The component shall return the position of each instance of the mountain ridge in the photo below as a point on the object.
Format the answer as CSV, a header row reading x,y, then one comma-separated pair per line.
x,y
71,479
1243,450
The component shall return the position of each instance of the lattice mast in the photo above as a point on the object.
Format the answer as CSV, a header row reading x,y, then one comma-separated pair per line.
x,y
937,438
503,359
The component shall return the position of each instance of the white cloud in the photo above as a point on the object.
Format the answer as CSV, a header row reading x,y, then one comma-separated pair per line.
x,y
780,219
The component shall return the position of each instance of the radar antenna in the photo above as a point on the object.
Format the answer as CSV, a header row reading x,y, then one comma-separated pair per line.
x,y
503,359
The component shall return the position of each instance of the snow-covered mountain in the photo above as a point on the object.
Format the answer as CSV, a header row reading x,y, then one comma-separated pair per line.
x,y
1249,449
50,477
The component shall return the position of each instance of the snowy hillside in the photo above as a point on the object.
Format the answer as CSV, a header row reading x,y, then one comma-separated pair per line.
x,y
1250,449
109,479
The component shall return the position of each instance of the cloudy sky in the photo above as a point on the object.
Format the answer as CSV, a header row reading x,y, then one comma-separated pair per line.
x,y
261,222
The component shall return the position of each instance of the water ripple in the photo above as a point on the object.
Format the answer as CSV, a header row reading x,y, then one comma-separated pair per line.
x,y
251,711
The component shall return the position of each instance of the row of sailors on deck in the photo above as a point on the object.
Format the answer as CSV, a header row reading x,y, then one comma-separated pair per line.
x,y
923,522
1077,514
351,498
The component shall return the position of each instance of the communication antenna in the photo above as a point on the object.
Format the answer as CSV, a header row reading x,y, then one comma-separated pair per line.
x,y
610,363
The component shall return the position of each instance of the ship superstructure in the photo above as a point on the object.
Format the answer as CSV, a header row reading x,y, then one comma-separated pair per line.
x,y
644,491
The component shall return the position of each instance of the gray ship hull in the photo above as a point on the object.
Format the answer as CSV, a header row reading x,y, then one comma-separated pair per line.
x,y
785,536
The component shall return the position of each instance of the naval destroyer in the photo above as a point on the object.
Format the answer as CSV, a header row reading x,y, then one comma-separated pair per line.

-*-

- _EXERCISE GOAL_: Transcribe verbatim the lines of the material starting at the line containing "row of sailors" and ending at the final line of the material, with both of those lines included.

- _EXERCISE RESPONSE_:
The component shall return the position of each instance of the row of sailors on deck in the photo above as a point on the object.
Format the answer as CSV, a header row reading x,y, then one comma-separated pair per line.
x,y
923,522
1077,514
351,498
The component shall return the position of each instance of the communication antenna in the photo above as a point on the object.
Format the answer as CSV, a header row reading x,y, then one comma-separated pair per line.
x,y
610,363
The component shall return the position of each instance of the ship superstructure in the photo above as a point on the object.
Format the answer as CSV, a header row reading x,y, then one comma-separated pair per line.
x,y
644,491
The component shall return the position of each instance of the gray ship hull in the photo above as a point on the object.
Format the answer as CSV, a header row reading x,y, then one comma-separated pair per line.
x,y
785,536
The component shall return the position of each instance of the naval destroyer in the photo above as a point on the object.
Format the answer as CSV, a header row reading x,y, then one comma-separated pair per line.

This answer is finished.